→ **EXERCISE BRIEF**: The complete listing should be restated word for word.

→ **INFORMATION PROVIDED**:

---*---

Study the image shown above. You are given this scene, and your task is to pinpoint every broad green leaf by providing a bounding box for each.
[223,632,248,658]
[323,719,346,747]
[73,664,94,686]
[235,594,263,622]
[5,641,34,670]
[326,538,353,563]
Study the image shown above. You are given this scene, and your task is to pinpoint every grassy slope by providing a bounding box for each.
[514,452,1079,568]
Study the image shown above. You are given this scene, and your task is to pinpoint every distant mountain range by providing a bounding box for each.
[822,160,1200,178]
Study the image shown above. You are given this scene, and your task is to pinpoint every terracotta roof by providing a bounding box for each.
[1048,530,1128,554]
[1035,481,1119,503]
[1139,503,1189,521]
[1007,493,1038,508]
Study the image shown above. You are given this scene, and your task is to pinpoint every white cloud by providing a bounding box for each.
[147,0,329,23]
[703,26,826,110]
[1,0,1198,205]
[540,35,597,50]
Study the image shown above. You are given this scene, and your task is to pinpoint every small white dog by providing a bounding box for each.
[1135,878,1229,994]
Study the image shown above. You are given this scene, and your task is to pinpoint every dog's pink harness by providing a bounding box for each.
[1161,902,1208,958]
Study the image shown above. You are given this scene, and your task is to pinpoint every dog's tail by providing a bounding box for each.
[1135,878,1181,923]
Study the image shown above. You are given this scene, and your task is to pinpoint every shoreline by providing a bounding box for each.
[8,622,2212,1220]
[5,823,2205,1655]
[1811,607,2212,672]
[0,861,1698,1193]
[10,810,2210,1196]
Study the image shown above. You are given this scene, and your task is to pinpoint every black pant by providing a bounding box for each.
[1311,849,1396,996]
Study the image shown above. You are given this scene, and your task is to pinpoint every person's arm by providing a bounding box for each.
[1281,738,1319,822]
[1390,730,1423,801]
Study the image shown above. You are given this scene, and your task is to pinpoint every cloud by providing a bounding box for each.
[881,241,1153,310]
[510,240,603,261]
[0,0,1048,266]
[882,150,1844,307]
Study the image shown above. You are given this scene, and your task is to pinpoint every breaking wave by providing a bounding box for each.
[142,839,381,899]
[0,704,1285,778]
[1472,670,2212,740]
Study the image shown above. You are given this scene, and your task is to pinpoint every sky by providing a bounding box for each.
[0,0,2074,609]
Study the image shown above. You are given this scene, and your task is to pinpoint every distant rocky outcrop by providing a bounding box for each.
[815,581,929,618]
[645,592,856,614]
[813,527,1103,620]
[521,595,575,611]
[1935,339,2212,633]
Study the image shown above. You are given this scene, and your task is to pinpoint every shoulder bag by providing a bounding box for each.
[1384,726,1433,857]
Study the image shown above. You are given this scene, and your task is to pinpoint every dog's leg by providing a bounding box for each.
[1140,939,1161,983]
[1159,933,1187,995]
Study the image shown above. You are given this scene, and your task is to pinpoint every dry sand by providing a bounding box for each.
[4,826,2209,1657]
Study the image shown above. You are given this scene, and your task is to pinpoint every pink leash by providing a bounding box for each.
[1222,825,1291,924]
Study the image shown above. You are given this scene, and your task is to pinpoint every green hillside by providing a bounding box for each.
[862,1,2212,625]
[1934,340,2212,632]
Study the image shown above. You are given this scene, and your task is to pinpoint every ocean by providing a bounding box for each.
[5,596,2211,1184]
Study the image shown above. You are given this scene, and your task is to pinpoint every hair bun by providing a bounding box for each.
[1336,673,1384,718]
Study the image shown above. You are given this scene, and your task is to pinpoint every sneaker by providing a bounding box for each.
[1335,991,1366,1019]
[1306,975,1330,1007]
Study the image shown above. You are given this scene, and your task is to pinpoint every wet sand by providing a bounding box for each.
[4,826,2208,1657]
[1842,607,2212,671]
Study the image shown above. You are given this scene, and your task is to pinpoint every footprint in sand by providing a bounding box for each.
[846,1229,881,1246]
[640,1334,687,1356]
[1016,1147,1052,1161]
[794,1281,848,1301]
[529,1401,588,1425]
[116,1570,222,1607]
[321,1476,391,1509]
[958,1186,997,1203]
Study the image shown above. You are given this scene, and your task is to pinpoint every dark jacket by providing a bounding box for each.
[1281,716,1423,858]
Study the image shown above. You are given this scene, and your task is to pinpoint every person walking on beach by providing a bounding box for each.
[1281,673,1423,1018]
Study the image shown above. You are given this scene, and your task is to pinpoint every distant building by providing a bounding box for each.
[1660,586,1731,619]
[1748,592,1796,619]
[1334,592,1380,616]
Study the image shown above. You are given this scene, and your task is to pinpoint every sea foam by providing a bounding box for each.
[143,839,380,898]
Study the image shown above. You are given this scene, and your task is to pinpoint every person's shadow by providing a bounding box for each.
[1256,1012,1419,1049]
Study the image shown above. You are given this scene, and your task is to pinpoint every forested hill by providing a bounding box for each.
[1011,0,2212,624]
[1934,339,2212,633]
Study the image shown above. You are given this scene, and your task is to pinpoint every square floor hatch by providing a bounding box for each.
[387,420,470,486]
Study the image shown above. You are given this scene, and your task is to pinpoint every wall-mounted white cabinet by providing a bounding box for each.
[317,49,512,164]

---*---

→ **EXERCISE RESPONSE**:
Study the image shown above. You are given this scene, and your task is to pinpoint every broad green leaf by providing a bounding box for each.
[223,632,248,658]
[323,719,346,747]
[73,664,94,686]
[235,594,263,622]
[5,641,34,670]
[326,538,353,563]
Study the image shown above. You are given this scene, and your task is to pinpoint every grassy slope by providing a bounding box for each.
[514,452,1079,568]
Study the image shown above. You are given this scene, and your task is to pinpoint every distant mountain range by providing a bounding box for each.
[822,160,1200,178]
Study the image shown above. You are given this scene, and your task is to pinpoint every terracotta roof by providing a bounding box for each.
[1048,530,1128,554]
[1035,481,1119,503]
[1139,503,1189,521]
[1007,493,1038,508]
Study the image shown above. You are given this scene, and your task is to pinpoint every white cloud by providing a bounding box for each.
[147,0,329,23]
[703,26,826,110]
[1,0,1198,205]
[540,35,597,50]
Study the image shown above. You are given this scene, and your task is to pinpoint every small white dog by providing a bounding box for each.
[1135,878,1229,994]
Study the image shown above. You are given this scene, and your task is to pinpoint every dog's pink harness by providing a bounding box for each.
[1161,902,1208,958]
Study the image shown above. You are given this scene, and your task is to pinpoint every dog's tail by providing a bounding box for each.
[1135,878,1181,923]
Study the image shown above. You are given this scene, and your task is to pinpoint every shoreline by providing a bounding box for each.
[8,622,2212,1220]
[5,823,2205,1655]
[1811,607,2212,672]
[0,861,1698,1193]
[10,810,2210,1196]
Study the image shown above. You are given this scene, and your task is to pinpoint every black pant by providing a bounding box for each.
[1311,849,1396,996]
Study the image shown above. You are given this scene, and your task is to pinpoint every person's arm by providing a bounding box for each.
[1281,738,1319,822]
[1390,730,1423,801]
Study the image shown above. You are given this scene, and your task is to pinpoint every cloud by providing a bounding box for each.
[881,241,1153,310]
[510,240,603,261]
[0,0,1048,266]
[882,150,1844,307]
Study the image shown above. You are given this scene, and your task is to pinpoint every breaking wave by providing a bounding box for each.
[142,839,381,899]
[0,704,1285,778]
[1472,670,2212,740]
Study the image shown above. You are given this scene, and your task is to pinpoint every sky by providing a bounding box for each.
[0,0,2074,609]
Study the image shown above. You are given this scene, and your task is to pinpoint every distant rocky outcrop by providing a bounding box for each.
[815,581,929,618]
[645,592,856,614]
[813,527,1103,620]
[521,595,575,611]
[1935,339,2212,633]
Study the image shown above. You are given this scene, and your task is to pinpoint every shoulder bag by providing a bounding box for each.
[1384,726,1433,857]
Study the image shown above. You are given this scene, and your task is to pinpoint every dog's leg by providing a bounding box for each.
[1140,939,1161,983]
[1159,933,1187,995]
Study the image shown above. You are given this scene, and your task is to pinpoint every dry sand by providing a bounding box for each.
[4,826,2209,1657]
Study the image shown above. You are given this scene, and your task is to pinpoint every pink leash by providing a bounding box for each.
[1222,825,1291,924]
Study the image shown above. You are given this scene, and your task is to pinpoint every green hillside by providing a bounding box for each.
[862,1,2212,625]
[1934,340,2212,632]
Study the image shown above. You are given this scene, and your task is to pinpoint every ocean by providing a bounding box for each.
[5,596,2211,1184]
Study the image shown above. You are given this scene, and your task is to pinpoint every hair bun by providing a bounding box for each.
[1336,673,1384,718]
Study the image shown above. You are given this scene, and your task is to pinpoint every sneaker by providing a bounding box for each.
[1335,991,1366,1019]
[1306,975,1330,1007]
Study the image shown above. You are given this scene, and your task is to pinpoint every wet sand by providing a bounding box for each.
[4,826,2208,1657]
[1842,607,2212,671]
Study the image shown above. You are given this scene, and your task is to pinpoint every footprint in sand by providing a bounding box for each.
[846,1229,881,1246]
[640,1334,687,1356]
[1016,1147,1052,1161]
[794,1281,848,1301]
[529,1401,588,1425]
[116,1570,222,1607]
[321,1476,391,1509]
[958,1186,997,1203]
Study the image shown above. You are given this scene, and your task is to pinpoint every dark jacket by providing a bounding box for each.
[1281,716,1423,858]
Study the image shown above. You are given this scene, and your task is to pinpoint every person walking on beach by providing a bounding box for each.
[1281,673,1423,1018]
Study the image shown above. You are given this scene, and your task is to pinpoint every distant building by providing a bounding box for each.
[1660,586,1731,619]
[1748,592,1796,619]
[1334,592,1380,616]
Study the image shown above. You are given this scene, and your task is to pinpoint every sea foam by providing a bounding box for each.
[143,839,380,898]
Study the image shown above. You are given this scene, and your task is to pinpoint every person's shadow by providing a bounding box for each.
[1256,1012,1419,1049]
Study the image shown above. You are given this scene, and your task is to pinpoint every forested hill by providing a bounding box for each.
[1011,0,2212,624]
[1934,339,2212,633]
Study the image shown above. You are given this scene, and your task is to pinpoint every square floor hatch by providing a bounding box for each.
[387,420,470,486]
Study the image shown above. You are given this scene, and your task is to pinpoint every wall-mounted white cabinet by providing a bounding box for each.
[317,49,512,164]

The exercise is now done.